§ What this task involves
From the line with "of the small" through the final line, transcribe the material below character for character; include no other lines.
**** Working data
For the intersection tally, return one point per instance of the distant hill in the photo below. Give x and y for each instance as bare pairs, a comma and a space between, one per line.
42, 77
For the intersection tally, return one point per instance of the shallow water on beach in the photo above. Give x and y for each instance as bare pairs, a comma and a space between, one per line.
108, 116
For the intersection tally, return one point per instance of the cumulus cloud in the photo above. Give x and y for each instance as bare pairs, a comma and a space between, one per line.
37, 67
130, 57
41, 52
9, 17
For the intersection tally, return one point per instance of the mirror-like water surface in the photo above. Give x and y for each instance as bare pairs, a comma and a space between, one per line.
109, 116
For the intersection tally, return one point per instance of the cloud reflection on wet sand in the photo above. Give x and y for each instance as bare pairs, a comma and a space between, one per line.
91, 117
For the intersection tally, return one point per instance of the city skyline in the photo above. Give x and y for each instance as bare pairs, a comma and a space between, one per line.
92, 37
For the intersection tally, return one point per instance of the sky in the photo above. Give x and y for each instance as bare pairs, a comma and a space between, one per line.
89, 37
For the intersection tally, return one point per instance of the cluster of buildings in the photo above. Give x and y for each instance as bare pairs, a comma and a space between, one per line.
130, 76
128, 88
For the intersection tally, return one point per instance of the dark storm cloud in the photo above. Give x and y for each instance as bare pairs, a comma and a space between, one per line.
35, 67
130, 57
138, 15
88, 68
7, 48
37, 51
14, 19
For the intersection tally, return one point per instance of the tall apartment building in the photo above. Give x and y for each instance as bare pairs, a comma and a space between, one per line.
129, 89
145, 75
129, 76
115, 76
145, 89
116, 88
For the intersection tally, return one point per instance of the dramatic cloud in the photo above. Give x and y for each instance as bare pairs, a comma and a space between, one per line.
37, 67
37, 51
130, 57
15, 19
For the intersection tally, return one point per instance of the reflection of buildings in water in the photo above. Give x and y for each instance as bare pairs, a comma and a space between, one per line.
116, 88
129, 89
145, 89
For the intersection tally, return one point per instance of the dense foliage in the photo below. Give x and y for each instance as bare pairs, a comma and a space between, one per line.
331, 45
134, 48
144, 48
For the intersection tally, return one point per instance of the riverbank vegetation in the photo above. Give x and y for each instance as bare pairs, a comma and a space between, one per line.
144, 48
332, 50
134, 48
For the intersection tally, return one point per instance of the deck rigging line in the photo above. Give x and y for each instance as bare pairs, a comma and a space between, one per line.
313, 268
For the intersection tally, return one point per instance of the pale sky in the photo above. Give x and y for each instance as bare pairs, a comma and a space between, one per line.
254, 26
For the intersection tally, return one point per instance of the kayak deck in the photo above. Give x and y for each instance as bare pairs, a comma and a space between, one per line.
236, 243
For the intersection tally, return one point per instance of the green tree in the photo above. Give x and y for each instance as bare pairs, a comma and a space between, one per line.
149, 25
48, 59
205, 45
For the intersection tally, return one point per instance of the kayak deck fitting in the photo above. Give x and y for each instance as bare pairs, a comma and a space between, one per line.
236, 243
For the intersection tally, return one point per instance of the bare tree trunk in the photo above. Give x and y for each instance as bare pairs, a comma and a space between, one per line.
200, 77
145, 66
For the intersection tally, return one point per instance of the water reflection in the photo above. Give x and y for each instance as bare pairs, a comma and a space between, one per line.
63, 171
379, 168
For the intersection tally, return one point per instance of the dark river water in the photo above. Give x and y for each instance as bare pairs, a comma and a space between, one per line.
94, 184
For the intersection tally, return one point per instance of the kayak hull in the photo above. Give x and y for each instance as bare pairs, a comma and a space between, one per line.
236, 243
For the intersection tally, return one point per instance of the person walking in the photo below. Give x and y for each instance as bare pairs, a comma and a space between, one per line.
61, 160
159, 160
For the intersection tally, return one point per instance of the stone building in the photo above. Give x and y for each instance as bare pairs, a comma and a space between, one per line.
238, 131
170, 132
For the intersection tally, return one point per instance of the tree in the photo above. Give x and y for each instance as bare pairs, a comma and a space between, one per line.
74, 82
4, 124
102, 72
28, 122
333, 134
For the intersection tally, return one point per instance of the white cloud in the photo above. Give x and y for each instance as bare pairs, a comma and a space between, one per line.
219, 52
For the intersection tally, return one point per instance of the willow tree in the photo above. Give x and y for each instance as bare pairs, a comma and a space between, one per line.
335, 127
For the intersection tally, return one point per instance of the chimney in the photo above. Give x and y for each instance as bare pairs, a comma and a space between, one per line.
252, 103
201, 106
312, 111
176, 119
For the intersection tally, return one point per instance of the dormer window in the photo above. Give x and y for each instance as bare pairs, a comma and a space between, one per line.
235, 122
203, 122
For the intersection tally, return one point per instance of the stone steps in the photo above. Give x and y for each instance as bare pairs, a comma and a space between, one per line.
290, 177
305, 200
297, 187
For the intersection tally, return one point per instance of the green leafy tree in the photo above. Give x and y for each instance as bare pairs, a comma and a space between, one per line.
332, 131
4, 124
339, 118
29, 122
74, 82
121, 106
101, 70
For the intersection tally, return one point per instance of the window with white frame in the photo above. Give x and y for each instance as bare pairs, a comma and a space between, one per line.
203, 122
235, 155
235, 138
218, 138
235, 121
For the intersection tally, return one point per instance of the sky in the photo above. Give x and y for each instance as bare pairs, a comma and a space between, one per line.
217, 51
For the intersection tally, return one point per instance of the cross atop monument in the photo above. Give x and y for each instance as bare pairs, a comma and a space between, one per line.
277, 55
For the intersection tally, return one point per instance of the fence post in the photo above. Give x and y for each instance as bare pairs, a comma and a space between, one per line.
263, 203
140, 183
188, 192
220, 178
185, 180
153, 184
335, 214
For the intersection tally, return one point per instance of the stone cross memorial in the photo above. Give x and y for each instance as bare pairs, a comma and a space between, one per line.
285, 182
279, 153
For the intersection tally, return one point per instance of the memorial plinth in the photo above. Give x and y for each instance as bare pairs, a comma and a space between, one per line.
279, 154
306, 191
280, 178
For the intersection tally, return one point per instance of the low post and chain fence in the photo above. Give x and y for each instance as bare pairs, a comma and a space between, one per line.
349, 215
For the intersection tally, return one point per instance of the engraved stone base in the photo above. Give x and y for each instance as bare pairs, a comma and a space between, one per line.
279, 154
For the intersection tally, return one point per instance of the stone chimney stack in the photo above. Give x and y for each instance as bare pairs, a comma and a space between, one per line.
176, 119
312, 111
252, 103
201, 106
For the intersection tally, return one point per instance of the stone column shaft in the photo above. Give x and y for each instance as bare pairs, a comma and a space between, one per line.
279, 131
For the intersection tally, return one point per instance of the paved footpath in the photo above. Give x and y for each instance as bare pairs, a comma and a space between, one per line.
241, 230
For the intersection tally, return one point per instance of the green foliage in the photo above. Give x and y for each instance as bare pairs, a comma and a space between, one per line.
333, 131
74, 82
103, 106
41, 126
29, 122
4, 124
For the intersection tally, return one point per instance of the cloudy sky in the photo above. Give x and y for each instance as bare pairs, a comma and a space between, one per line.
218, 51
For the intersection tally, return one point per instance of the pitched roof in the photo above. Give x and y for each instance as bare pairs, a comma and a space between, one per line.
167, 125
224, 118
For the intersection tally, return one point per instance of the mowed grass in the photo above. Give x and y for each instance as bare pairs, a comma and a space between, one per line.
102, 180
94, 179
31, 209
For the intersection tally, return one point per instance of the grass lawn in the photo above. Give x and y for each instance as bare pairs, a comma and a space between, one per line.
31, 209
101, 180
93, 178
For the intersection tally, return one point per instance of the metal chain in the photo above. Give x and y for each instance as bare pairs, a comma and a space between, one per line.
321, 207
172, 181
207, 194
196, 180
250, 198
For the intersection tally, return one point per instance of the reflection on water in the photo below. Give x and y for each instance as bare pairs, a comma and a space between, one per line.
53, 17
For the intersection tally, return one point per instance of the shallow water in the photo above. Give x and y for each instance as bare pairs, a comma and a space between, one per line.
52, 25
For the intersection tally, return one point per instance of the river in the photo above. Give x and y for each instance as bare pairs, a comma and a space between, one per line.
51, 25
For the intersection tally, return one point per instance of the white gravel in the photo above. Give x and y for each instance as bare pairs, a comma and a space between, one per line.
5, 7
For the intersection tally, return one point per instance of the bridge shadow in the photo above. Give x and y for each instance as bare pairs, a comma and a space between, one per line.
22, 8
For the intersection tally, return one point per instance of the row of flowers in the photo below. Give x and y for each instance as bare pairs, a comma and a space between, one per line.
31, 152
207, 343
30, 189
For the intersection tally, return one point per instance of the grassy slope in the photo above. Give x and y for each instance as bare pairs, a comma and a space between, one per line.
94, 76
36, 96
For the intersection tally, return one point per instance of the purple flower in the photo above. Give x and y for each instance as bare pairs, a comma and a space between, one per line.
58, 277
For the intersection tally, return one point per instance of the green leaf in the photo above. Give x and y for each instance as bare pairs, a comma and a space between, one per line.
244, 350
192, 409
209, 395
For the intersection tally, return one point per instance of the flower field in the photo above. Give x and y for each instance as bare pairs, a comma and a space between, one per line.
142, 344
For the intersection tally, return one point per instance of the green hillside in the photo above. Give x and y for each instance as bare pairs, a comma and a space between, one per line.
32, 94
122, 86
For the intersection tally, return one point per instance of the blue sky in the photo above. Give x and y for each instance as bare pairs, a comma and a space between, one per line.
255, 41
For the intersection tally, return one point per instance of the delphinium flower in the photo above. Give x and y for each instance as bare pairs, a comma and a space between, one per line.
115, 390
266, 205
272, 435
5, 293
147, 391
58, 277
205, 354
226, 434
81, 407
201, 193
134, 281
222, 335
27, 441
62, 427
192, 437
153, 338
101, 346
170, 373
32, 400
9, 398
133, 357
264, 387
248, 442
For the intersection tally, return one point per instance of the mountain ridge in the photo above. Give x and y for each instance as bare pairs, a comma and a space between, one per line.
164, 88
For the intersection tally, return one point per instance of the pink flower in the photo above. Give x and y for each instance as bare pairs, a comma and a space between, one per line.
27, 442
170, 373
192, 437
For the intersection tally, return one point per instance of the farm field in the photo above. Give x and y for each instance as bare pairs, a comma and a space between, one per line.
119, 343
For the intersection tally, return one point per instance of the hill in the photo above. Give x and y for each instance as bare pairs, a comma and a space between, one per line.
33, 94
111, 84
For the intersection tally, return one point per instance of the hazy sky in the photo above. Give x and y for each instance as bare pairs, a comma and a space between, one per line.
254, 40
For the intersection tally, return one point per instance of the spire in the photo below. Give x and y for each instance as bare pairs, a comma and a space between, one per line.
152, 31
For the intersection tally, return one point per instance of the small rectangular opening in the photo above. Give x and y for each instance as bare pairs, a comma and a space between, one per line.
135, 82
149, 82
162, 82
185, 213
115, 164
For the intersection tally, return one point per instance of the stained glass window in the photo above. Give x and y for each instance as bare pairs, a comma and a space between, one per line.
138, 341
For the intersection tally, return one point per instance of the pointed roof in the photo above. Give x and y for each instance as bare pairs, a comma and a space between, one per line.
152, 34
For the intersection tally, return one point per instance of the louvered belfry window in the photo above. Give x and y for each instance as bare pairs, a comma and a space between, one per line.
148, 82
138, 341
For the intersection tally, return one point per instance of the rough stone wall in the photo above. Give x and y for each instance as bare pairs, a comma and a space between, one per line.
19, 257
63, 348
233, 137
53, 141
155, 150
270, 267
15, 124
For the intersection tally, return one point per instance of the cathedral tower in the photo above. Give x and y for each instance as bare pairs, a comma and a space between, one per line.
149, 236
********
§ Response for this exercise
For the intersection tally, return one point per instance of the small rectangular opening in the photo above. Give x and y for each instance as bare pairs, a comma and a space between, one per line.
135, 82
149, 82
162, 82
185, 213
115, 164
For the intersection tally, return one point per instance of the stained glass window in the photo above. Give x and y for each instance as bare pairs, a comma and a space between, one per line.
138, 341
For the intersection tally, return one point per instance of the pointed roof in the photo above. Give x and y for each instance as bare pairs, a comma and a space between, one per line.
152, 34
For the intersection tally, return one point per instance of the louvered belfry window in the photo above. Give x and y for each instance as bare pairs, a comma and a space between, one per line.
148, 82
138, 341
For the intersection tally, return one point per instance of the rough stone wall in the photo above. Give x and y for each instance as bare pairs, a comma and a space between, one per line.
19, 257
63, 348
233, 137
53, 141
155, 150
270, 267
15, 124
For the intersection tally, return one point per instance of the cathedral tower in the photo above. Give x and y for each instance as bare pairs, a comma and a space between, one per line.
149, 236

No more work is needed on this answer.